[Recorded data]
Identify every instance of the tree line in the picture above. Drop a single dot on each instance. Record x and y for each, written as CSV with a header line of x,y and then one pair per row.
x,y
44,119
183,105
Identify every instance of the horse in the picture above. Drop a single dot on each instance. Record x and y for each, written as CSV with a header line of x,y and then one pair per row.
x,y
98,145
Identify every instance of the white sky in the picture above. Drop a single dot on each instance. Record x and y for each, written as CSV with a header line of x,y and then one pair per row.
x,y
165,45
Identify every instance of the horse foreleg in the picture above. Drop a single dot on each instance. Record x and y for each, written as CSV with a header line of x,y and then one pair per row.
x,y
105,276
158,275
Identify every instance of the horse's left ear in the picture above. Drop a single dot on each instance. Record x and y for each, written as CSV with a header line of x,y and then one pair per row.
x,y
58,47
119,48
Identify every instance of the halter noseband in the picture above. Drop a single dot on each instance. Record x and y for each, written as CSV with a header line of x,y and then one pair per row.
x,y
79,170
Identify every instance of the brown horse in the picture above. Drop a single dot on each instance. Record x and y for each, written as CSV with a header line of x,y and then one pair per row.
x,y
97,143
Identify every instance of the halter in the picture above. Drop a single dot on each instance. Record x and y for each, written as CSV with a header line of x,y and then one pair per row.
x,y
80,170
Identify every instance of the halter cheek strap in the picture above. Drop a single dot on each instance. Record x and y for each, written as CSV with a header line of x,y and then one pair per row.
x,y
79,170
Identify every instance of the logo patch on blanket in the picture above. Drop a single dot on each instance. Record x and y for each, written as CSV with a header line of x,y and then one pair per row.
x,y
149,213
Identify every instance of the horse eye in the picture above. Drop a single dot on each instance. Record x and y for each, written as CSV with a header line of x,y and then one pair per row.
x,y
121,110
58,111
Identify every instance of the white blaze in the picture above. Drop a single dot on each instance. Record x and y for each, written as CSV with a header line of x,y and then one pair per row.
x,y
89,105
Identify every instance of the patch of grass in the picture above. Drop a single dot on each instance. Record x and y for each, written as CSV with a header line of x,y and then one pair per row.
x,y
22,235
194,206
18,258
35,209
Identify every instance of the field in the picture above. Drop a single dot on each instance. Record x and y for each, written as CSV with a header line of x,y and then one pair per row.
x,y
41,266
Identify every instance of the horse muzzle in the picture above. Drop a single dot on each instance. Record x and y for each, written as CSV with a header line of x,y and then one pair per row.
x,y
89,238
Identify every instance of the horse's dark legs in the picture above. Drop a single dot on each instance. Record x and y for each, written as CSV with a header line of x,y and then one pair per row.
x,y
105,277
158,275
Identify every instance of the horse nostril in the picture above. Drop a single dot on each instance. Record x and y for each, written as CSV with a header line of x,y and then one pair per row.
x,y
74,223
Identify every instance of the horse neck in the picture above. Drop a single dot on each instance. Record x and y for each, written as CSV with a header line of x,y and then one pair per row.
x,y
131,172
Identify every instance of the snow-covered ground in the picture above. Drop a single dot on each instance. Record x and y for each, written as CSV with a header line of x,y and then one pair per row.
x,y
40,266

WHAT YOU HAVE TO DO:
Set all of the records down again, exactly as they stand.

ANSWER:
Identify every instance of the tree line in the picture above. Drop a single dot on each instance. Record x and y for each, written as CSV with a header line of x,y and then one pair per row.
x,y
44,119
183,105
Identify every instance of the horse in the picture above. Drop a single dot on each instance. Record x and y for each, written as CSV with a header line of x,y and then one pair per row.
x,y
98,145
Identify every instance of the white sky in the picture above. Drop a single dot on each instance. Record x and y for each, written as CSV with a header line of x,y and then one pair per row.
x,y
165,45
Identify every instance of the horse foreleg in the picture above. Drop a single dot on each instance. Record x and y for each, written as CSV with a header line of x,y and then one pair per row.
x,y
105,276
158,275
Identify every instance of the horse's left ear in the picture above. Drop a single dot on each instance. Record x and y for each, written as CSV with a header line of x,y and then one pair per row.
x,y
58,47
119,48
Identify every instance of the halter noseband in the picture above. Drop a single dot on each instance. Record x and y for each, written as CSV with a header line of x,y and then one pair per row.
x,y
79,170
Identify every instance of the brown horse in the picture above. Drop a single dot on each instance. Record x and y for each, written as CSV with a header line of x,y and then one pair per row.
x,y
97,143
Identify every instance of the halter in the picture above. Drop a single dot on each instance. Record x and y for each, written as CSV with a header line of x,y and then one pair per row.
x,y
80,170
Identify every instance of the halter cheek strap in the picture above. Drop a single dot on each instance. Record x and y for each, written as CSV with a header line of x,y and then one pair per row.
x,y
79,170
Identify every instance of the logo patch on blanket in the picture above. Drop a single dot on each instance. Record x and y for each, written as CSV with a header line of x,y and then one pair per row.
x,y
149,213
Identify every instance of the horse eye in the picture above. Drop a single dot on each instance. Record x and y for each, written as CSV with a header line of x,y and then one pair per row.
x,y
121,110
58,111
Identify every instance of the white blaze in the picture above. Drop a single dot on each instance. Record x and y for each, written as CSV with a header line of x,y and then one pair per row.
x,y
89,105
Identify every instance of the patch of grass in the picture above. Drop a single dot on each instance. Record x and y for each, written as CSV with a header line of x,y and then one pair per row.
x,y
22,235
194,206
18,258
35,209
Identify every instance of the field in the picture above. Drop a single dot on each instance. Record x and y for each, written as CSV with a header line of x,y and then one pair per row.
x,y
41,266
Identify every instance of the horse muzzle in the picture above. Drop a single dot on each instance. Record x and y for each, written as CSV with a header line of x,y and then one pair per row.
x,y
89,238
Identify every instance of the horse's dark legs in the picture above. Drop a single dot on each instance. Record x and y for each, written as CSV with a header line of x,y and then one pair per row.
x,y
105,277
158,275
Identify every instance of the horse nostril in the picture above. Drop a single dot on each instance. Record x and y for each, written as CSV with a header line of x,y and then one pair per row.
x,y
74,223
Identify every instance of the horse neck in the picture above. Drop a single dot on each instance. Record x and y for each, written as CSV with a header line of x,y and then one pair per row.
x,y
131,172
Identify every instance of the snow-covered ground in the picture above. Drop a single dot on each instance. Record x and y for each, written as CSV with a header line of x,y and then one pair per row.
x,y
40,266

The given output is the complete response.